===== Article

PSTAT 5A: Archives

Distributions in Python

If you recall, one of the first things we did in Lab (back in Week 1!) was to use Python as a calculator. At the time, we only used Python to compute relatively simple quantities. Now that we’ve talked a bit about distributions, you can see how Python might be able to simpliy our lives greatly!

For instance, take the probability mass function (p.m.f.) of the \(\mathrm{Bin}(n, p)\) distribution: if \(X \sim \mathrm{Bin}(n, p)\), then \[ \mathbb{P}(X = k) = \binom{n}{k} \cdot p^k \cdot (1 - p)^{n - k} \] Can we get Python to compute this for us? Or, remember how when we want to find areas under a normal density curve we have to use tables- can we perhaps compute these areas using Python?

The answer to both of these questions is, naturally, “yes”! Specifically, we will make use of the scipy.stats module which contains a plethora of functions relating to the distributions we learned in this class (as well as other distributions we won’t have time to cover).

import scipy.stats as sps

Let’s tackle the Binomial distribution first. The function sps.binom.pmf() allows us to compute the p.m.f. of the Binomial distribution (with specified parameters) at a particular point.

Task 1

Let \(X \sim \mathrm{Bin}(143, 0.153)\). Compute the following using the sps.binom.pmf() function:

\(\mathbb{P}(X = 20)\)
\(\mathbb{P}(X = 40)\) [make sure you understand the output of this; feel free to ask your TA if you are confused!]

Now, let’s talk about areas under the normal curve. If we want to find the following area:

we would run the following code:

sps.norm.cdf(t, mu, sigma)

Task 2

If \(X \sim \mathcal{N}(3, 0.5)\), compute \(\mathbb{P}(X \leq 2)\).
If \(X \sim \mathcal{N}(-2, \ 1)\), compute \(\mathbb{P}(X \geq 1)\).
If \(X \sim \mathcal{N}(0, 1)\), compute \(\mathbb{P}(-1 \leq X \leq 1)\).

Task 3

Look up how to compute the c.d.f. of the Uniform distribution.
If \(X \sim \mathrm{Unif}(-1, \ 1)\), use Python to compute \(\mathbb{P}(X \leq 0.1532)\).

Percentiles

As we have seen in lecture, confidence intervals for a population parameter \(\theta\) take the form \[ \widehat{\theta} \pm c \cdot \mathrm{s.e.} \] where \(\mathrm{s.e.}\) denotes the standard error (i.e. standard deviation) of the point estimator \(\widehat{\Theta}\), and \(c\) is an appropriately-selected percentile from the distribution of \(\widehat{\Theta}\).

==========
===== Data block

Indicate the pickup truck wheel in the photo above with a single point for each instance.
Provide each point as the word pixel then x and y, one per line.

==========

## Given request 1
Which module does the lab page rely on for functions related to distributions?
## Given request 2
Repeat everything in the lab page from "Let’s tackle the" down to "sps.norm.cdf(t, mu, sigma)", without any changes.
## Given request 3
According to the lab page, why is Python helpful once distributions have been covered? Answer in one to three sentences.
The data above come from a separate source.

## Task output 1
The scipy.stats module, imported as sps.

## Task output 2
Let’s tackle the Binomial distribution first. The function sps.binom.pmf() allows us to compute the p.m.f. of the Binomial distribution (with specified parameters) at a particular point.

Task 1

Let \(X \sim \mathrm{Bin}(143, 0.153)\). Compute the following using the sps.binom.pmf() function:

\(\mathbb{P}(X = 20)\)
\(\mathbb{P}(X = 40)\) [make sure you understand the output of this; feel free to ask your TA if you are confused!]

Now, let’s talk about areas under the normal curve. If we want to find the following area:

we would run the following code:

sps.norm.cdf(t, mu, sigma)

## Task output 3
Python can compute quantities like the Binomial p.m.f. and areas under a normal density curve, which otherwise call for working through the formula or looking up tables. The scipy.stats module has many functions for the distributions covered in the class.